SET PROBLEM:
According to the passage on crop type mapping below, which fruit crops were included in the study it describes?

Recently, the applicability of these boosting classifiers has been tested in crop type mapping [19,20] and land cover mapping [13]. For example, [21,22] tested the performance of the standard classifiers (RF, SVM) and boosting classifiers (GB, AdaBoost, XGBoost) in heterogeneous crop types mapping and reported a superior performance of 86.91% using XGBoost as compared to the RF and SVM. Similarly, [23] obtained the best accuracy metrics of 0.88% when forecasting cereal yield using the XGBoost classifier compared to SVM, RF, and multiple linear regression (MLR), whose accuracy was lower. The classification accuracies reported in these studies involved cereal, sugarcane, and wheat crops—they possess different canopy structures and spectral signatures. In this study, the crops were all fruit crops—namely, avocado, banana, guava, mango, and macadamia nut—which display almost similar spectral responses due to extreme heterogeneities. Such crop types are nearly impossible to discriminate using classical multi-spectral imagery analysis techniques [24]. This is made worse if the landscape is rugged terrains, intercropping systems scattered in small patches, and different crop area coverage/levels of growth with varying health statuses [25]. Additionally, the differences in management practices and soil fertility result in spectral similarities among crops, leading to uneven distribution of crop types [26].

SOURCE EXCERPT:
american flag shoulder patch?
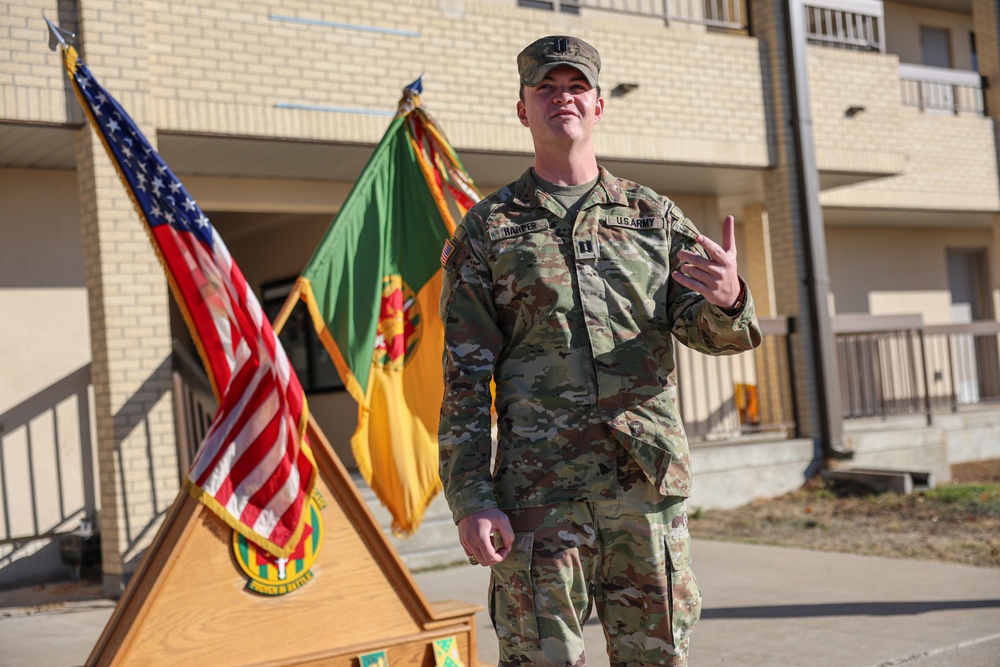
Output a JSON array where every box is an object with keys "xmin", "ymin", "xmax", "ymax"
[{"xmin": 441, "ymin": 239, "xmax": 456, "ymax": 267}]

RESULT OF THE TASK:
Avocado, banana, guava, mango, and macadamia nut.